Problem details:
Rewrite the data below as a numbered list, one line per item, leaving out any blank lines.

____________________

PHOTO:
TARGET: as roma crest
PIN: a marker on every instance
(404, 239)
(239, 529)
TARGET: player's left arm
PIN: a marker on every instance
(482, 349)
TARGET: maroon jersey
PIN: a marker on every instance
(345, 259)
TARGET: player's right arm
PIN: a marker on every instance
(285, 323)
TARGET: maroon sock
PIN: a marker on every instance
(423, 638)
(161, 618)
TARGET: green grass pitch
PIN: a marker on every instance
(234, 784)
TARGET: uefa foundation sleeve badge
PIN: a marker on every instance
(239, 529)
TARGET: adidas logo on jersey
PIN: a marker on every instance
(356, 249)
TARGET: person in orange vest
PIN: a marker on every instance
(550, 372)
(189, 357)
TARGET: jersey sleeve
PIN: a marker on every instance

____________________

Result of the task:
1. PHOTO:
2. TARGET: as roma crest
3. PIN: a marker on every instance
4. (404, 239)
5. (239, 529)
6. TARGET: player's left arm
7. PIN: a marker on every instance
8. (482, 349)
9. TARGET: maroon jersey
10. PIN: a marker on every instance
11. (345, 259)
12. TARGET: player's right arm
13. PIN: a marker on every instance
14. (285, 323)
15. TARGET: maroon sock
16. PIN: a marker on every instance
17. (423, 638)
18. (161, 618)
19. TARGET: green grass pitch
20. PIN: a marker on every instance
21. (234, 784)
22. TARGET: uefa foundation sleeve badge
23. PIN: a marker on every instance
24. (239, 529)
25. TARGET: adidas logo on jersey
26. PIN: a marker on every instance
27. (356, 249)
28. TARGET: person in orange vest
29. PIN: a marker on every instance
30. (550, 372)
31. (189, 357)
32. TARGET: jersey sleeve
33. PIN: a marker on every instance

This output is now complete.